Exercise brief
Which lines in the data below contain the word "foliage"? Pick out each such line and copy it in full.

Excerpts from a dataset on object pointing
# # #

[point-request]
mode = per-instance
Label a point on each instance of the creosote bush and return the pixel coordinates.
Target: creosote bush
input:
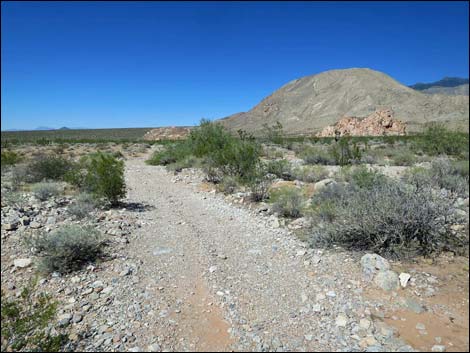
(84, 205)
(9, 158)
(391, 218)
(45, 190)
(105, 177)
(438, 140)
(25, 321)
(220, 153)
(287, 201)
(443, 174)
(67, 249)
(49, 168)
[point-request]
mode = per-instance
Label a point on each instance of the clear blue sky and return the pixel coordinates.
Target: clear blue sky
(142, 64)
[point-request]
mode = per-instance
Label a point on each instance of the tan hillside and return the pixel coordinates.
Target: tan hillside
(309, 104)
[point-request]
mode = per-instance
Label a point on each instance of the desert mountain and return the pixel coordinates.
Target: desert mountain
(450, 91)
(445, 82)
(309, 104)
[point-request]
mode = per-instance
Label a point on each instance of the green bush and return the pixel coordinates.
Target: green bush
(84, 205)
(287, 202)
(280, 168)
(9, 158)
(228, 185)
(45, 190)
(25, 322)
(437, 140)
(346, 151)
(171, 154)
(49, 168)
(443, 174)
(274, 133)
(390, 218)
(105, 177)
(67, 249)
(317, 155)
(220, 152)
(362, 176)
(310, 174)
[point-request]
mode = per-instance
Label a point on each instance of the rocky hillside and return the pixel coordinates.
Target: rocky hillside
(309, 104)
(450, 91)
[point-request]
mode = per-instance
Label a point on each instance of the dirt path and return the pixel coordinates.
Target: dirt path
(216, 277)
(225, 281)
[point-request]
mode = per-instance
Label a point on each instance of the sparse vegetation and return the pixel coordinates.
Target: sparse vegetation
(9, 158)
(25, 322)
(45, 190)
(49, 168)
(67, 249)
(83, 206)
(287, 201)
(438, 140)
(390, 218)
(105, 177)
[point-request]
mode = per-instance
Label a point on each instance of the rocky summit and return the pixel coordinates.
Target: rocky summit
(310, 104)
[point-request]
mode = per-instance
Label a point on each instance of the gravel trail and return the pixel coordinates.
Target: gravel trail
(217, 277)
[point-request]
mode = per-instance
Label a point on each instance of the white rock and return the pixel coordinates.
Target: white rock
(22, 263)
(364, 324)
(387, 280)
(404, 278)
(341, 320)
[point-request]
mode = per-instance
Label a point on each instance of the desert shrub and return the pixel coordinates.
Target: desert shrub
(25, 322)
(392, 218)
(171, 154)
(67, 249)
(310, 174)
(280, 168)
(84, 205)
(317, 155)
(105, 177)
(274, 133)
(186, 162)
(287, 202)
(362, 176)
(438, 140)
(9, 158)
(403, 157)
(45, 190)
(228, 184)
(442, 174)
(49, 168)
(258, 184)
(14, 198)
(220, 152)
(346, 151)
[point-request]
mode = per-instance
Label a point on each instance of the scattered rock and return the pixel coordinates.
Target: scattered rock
(22, 263)
(404, 278)
(372, 264)
(438, 348)
(387, 280)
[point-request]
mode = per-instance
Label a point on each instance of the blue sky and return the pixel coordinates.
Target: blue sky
(142, 64)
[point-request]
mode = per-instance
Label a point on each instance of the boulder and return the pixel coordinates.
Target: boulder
(387, 280)
(372, 264)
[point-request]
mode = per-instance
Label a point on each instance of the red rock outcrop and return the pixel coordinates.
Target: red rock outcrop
(379, 123)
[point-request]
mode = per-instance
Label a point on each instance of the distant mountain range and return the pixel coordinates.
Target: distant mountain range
(45, 128)
(311, 103)
(445, 82)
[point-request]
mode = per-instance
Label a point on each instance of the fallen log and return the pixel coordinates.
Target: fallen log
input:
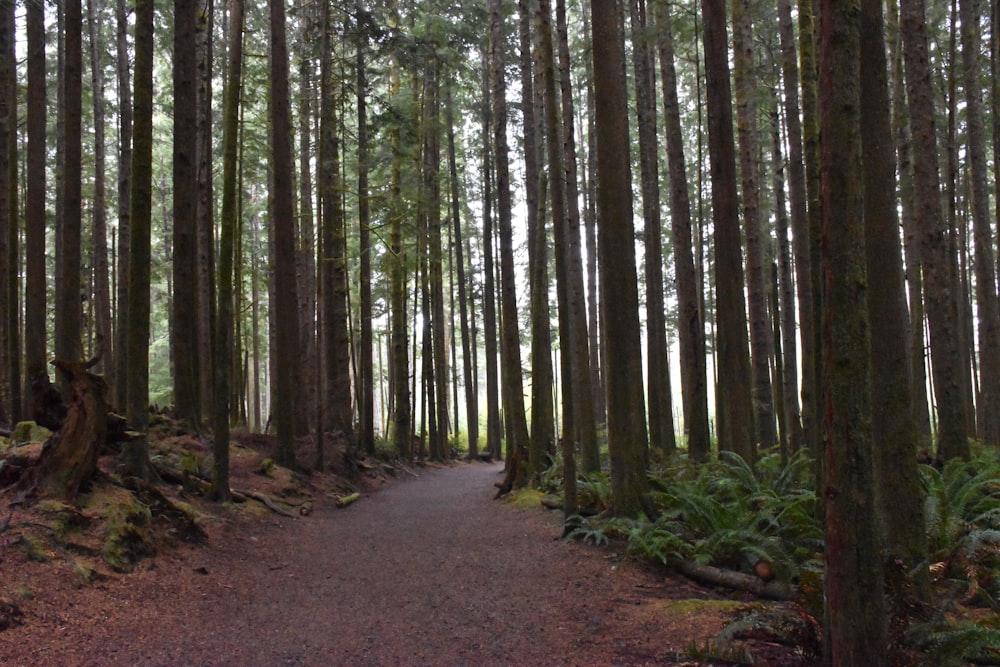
(350, 498)
(707, 574)
(69, 458)
(270, 504)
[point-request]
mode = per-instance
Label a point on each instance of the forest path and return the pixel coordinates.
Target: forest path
(428, 571)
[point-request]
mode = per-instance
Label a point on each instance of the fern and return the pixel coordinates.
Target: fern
(951, 644)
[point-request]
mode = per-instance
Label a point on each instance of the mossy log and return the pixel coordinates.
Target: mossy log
(706, 574)
(69, 458)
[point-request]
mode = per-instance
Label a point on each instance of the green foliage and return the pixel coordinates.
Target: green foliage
(728, 514)
(963, 524)
(594, 491)
(945, 644)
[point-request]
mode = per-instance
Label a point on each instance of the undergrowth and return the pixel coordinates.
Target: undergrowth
(731, 515)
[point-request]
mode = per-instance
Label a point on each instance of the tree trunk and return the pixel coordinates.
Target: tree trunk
(135, 453)
(812, 377)
(987, 305)
(735, 402)
(758, 252)
(8, 222)
(914, 281)
(124, 202)
(35, 296)
(586, 419)
(854, 567)
(69, 309)
(100, 268)
(366, 394)
(69, 459)
(222, 369)
(691, 324)
(801, 243)
(513, 383)
(627, 441)
(468, 341)
(661, 424)
(285, 308)
(491, 332)
(900, 498)
(185, 316)
(937, 264)
(204, 203)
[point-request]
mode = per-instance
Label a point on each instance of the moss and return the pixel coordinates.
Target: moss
(34, 549)
(266, 467)
(29, 432)
(129, 537)
(529, 498)
(695, 606)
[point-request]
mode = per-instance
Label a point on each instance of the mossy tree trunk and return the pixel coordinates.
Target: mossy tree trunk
(69, 459)
(853, 582)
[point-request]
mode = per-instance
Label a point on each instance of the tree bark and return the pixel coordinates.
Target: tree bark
(285, 308)
(185, 312)
(661, 423)
(691, 323)
(899, 501)
(222, 369)
(987, 303)
(135, 454)
(627, 440)
(758, 252)
(35, 296)
(937, 264)
(854, 568)
(735, 416)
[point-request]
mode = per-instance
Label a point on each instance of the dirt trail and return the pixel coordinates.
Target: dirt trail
(428, 571)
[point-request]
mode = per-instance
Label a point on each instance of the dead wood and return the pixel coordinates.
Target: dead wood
(515, 471)
(69, 458)
(270, 504)
(350, 498)
(707, 574)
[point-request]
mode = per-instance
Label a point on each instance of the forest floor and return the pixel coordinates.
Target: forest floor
(426, 568)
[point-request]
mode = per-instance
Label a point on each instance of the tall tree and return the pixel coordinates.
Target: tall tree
(987, 303)
(9, 357)
(35, 295)
(468, 365)
(735, 414)
(399, 362)
(627, 441)
(798, 218)
(135, 453)
(334, 275)
(366, 394)
(661, 424)
(493, 428)
(124, 198)
(938, 265)
(99, 234)
(691, 324)
(586, 409)
(204, 202)
(899, 501)
(758, 253)
(184, 327)
(510, 344)
(856, 617)
(285, 307)
(223, 362)
(69, 310)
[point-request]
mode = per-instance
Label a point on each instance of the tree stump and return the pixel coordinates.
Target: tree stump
(69, 458)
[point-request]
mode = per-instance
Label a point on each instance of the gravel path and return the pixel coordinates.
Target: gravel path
(428, 571)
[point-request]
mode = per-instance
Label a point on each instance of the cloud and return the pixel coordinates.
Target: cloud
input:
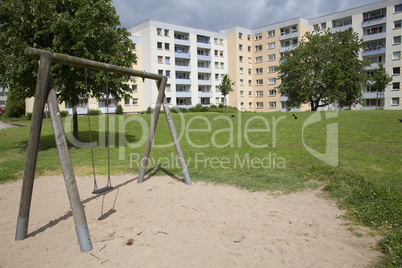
(216, 15)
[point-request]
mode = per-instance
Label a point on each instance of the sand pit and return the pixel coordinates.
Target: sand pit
(165, 223)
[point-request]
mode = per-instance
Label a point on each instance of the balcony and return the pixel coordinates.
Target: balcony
(183, 94)
(183, 81)
(371, 95)
(205, 82)
(377, 20)
(373, 51)
(207, 70)
(183, 68)
(287, 48)
(204, 94)
(203, 44)
(370, 37)
(182, 55)
(181, 40)
(288, 35)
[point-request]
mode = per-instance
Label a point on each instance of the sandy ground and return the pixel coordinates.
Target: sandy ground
(165, 223)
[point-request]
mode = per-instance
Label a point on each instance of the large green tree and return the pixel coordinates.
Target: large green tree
(324, 69)
(82, 28)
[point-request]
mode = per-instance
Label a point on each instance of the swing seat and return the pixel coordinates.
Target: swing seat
(102, 190)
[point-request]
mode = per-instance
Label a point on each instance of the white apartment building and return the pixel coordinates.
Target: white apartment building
(194, 61)
(259, 50)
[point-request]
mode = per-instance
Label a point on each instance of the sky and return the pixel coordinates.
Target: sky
(216, 15)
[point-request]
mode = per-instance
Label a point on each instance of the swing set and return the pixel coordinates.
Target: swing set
(45, 91)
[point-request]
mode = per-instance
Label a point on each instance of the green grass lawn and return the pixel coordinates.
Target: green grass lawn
(257, 151)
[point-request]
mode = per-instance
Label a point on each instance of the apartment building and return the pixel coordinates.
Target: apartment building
(254, 54)
(193, 60)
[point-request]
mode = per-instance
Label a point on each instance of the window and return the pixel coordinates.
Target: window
(398, 8)
(397, 40)
(396, 55)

# # #

Response
Label a point on each instance of the green foliage and return the pixel coordinates.
Target: green foliage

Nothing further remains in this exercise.